#### [Goal]
Transcribe every record that appears below, exactly and in full.

#### [Data supplied]

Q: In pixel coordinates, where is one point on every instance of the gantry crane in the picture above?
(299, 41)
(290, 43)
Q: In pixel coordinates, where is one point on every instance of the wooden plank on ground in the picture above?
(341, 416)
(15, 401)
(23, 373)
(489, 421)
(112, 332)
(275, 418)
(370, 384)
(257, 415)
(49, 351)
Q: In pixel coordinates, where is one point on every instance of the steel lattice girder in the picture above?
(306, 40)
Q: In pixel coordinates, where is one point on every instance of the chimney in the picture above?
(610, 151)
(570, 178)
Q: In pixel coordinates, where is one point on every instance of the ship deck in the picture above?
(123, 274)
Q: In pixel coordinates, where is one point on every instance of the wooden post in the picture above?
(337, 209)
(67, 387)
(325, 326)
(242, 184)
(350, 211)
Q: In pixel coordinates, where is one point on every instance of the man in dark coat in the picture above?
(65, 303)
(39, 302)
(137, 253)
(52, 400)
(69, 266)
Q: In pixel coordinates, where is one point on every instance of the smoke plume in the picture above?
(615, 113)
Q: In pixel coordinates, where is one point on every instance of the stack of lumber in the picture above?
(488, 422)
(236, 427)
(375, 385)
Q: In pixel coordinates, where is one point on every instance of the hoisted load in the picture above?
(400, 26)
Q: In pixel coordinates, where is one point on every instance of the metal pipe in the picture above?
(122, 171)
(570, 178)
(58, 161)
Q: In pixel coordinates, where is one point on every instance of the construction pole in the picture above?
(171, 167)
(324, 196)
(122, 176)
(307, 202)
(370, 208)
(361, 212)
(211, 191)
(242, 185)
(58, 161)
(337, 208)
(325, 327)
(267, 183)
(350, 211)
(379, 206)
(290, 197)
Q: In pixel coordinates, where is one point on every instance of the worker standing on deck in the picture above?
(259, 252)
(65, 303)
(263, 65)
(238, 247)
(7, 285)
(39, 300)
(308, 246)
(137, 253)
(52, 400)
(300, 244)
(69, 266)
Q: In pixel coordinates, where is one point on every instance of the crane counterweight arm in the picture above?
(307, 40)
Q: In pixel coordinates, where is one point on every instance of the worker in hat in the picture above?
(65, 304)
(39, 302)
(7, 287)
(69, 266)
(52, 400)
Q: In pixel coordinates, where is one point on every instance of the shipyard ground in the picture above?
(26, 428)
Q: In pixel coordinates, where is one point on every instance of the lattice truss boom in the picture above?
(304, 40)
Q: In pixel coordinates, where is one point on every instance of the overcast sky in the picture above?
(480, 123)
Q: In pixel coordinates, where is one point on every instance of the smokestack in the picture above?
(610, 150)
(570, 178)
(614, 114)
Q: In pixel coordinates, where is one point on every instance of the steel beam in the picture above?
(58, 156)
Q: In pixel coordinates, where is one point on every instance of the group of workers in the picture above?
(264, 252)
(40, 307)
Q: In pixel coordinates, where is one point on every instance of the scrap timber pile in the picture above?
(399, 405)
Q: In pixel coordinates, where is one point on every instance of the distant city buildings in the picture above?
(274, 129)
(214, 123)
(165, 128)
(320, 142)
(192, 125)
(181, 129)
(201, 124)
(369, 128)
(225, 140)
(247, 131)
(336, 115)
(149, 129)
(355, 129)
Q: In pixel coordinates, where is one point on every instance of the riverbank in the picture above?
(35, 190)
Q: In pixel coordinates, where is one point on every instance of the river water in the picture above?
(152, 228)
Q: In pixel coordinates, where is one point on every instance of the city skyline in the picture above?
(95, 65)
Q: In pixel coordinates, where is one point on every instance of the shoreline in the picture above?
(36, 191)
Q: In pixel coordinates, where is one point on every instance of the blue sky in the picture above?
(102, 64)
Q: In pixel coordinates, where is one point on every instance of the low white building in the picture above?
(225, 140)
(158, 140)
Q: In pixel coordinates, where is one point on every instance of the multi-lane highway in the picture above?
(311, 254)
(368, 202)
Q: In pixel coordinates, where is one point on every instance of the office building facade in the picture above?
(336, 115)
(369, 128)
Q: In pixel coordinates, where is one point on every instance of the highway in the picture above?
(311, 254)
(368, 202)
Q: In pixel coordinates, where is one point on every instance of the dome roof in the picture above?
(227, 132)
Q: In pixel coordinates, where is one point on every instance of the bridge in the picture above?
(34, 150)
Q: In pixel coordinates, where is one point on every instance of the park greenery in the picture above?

#### [Solved problem]
Q: In pixel coordinates, where is one point on every instance of the gantry crane in the picture above?
(299, 41)
(290, 43)
Q: In pixel coordinates, where is one point on every instance of the wooden plank on ground in the picture above?
(341, 416)
(15, 401)
(23, 373)
(489, 421)
(112, 332)
(275, 418)
(370, 384)
(257, 415)
(49, 351)
Q: In pixel coordinates, where is one point on every instance of the steel lattice girder in the picture above?
(306, 40)
Q: In pixel coordinates, where is one point on every instance of the chimney in the picture above?
(610, 151)
(570, 178)
Q: In pixel coordinates, where is one point on every instance of the ship deck in the picture above?
(123, 274)
Q: In pixel coordinates, where is one point on every instance of the wooden post in the picture above?
(337, 209)
(67, 387)
(325, 326)
(242, 184)
(350, 211)
Q: In pixel coordinates, where is one point on every instance of the man in dark coat in the picture above?
(65, 303)
(39, 302)
(137, 253)
(52, 400)
(69, 266)
Q: In pixel coordinates, where is one point on every instance of the smoke plume in the picture above?
(615, 113)
Q: In pixel coordinates, where is one point on every instance of the stack of lumber in the picture above?
(488, 422)
(236, 427)
(375, 385)
Q: In pixel coordinates, where is one point on every instance of the hoisted load in the picture above?
(400, 26)
Q: In pixel coordinates, where is one point on every instance of the metal pipe in the picture above?
(122, 171)
(570, 178)
(58, 161)
Q: In pixel coordinates, where is one point on every instance of the construction pole in the picture above?
(171, 167)
(324, 196)
(122, 176)
(307, 202)
(370, 208)
(361, 212)
(211, 191)
(242, 185)
(58, 161)
(337, 208)
(325, 327)
(267, 183)
(350, 211)
(379, 206)
(290, 197)
Q: In pixel coordinates, where is one point on every instance of the worker standing on deck in the picture above?
(259, 252)
(65, 303)
(263, 65)
(238, 247)
(7, 285)
(39, 300)
(308, 246)
(137, 253)
(52, 400)
(300, 244)
(69, 266)
Q: In pixel coordinates, where is one point on every instance of the crane counterweight arm in the picture above?
(307, 40)
Q: In pixel coordinates, where is one point on every instance of the worker in hat in the picture above?
(65, 304)
(39, 302)
(7, 287)
(69, 266)
(52, 400)
Q: In pixel coordinates, where is one point on every instance of the shipyard ground in the picture above?
(26, 428)
Q: In pixel coordinates, where is one point on every instance of the lattice truss boom in the picture above?
(304, 40)
Q: In pixel coordinates, where is one point on every instance of the overcast sky in the picture above?
(480, 123)
Q: In pixel coordinates, where is one point on every instance of the smokestack in the picture above?
(610, 150)
(570, 178)
(614, 114)
Q: In pixel coordinates, where is one point on every instance of the steel beam in the picture above?
(58, 156)
Q: In pixel coordinates, where is one point on every instance of the group of workers in the picture above?
(264, 252)
(40, 307)
Q: In pixel coordinates, where is one point on every instance of the scrap timber pile in the picture above?
(399, 405)
Q: In pixel coordinates, where is one point on every instance of the distant city buildings in the picture above?
(274, 129)
(214, 123)
(165, 128)
(320, 142)
(192, 125)
(181, 129)
(201, 124)
(369, 128)
(225, 140)
(247, 131)
(336, 115)
(149, 129)
(355, 129)
Q: In pixel coordinates, where is one point on every instance of the riverbank in the picture above?
(35, 190)
Q: In pixel coordinates, where is one point on every instance of the river water in the picture above?
(152, 228)
Q: In pixel coordinates, where is one point on every instance of the city skyline in the picture above?
(95, 65)
Q: In pixel coordinates, where is one point on every instance of the shoreline in the picture above?
(36, 191)
Q: In pixel coordinates, where is one point on every instance of the blue sky in the picture above?
(102, 64)
Q: In pixel coordinates, where is one point on every instance of the low white building in the picture above?
(225, 140)
(158, 140)
Q: In pixel coordinates, where is one point on every instance of the multi-lane highway in the picture above?
(311, 254)
(368, 202)
Q: In pixel coordinates, where is one point on every instance of the office building facade in the picture above?
(336, 115)
(369, 128)
Q: In pixel coordinates, where is one point on every instance of the highway in the picture above?
(311, 254)
(368, 202)
Q: In pixel coordinates, where is one point on every instance of the dome roof in the picture above?
(227, 132)
Q: In pixel coordinates, where is one point on every instance of the bridge in the picture above?
(34, 150)
Q: In pixel coordinates, where is one point on every instance of the park greenery in the picture above?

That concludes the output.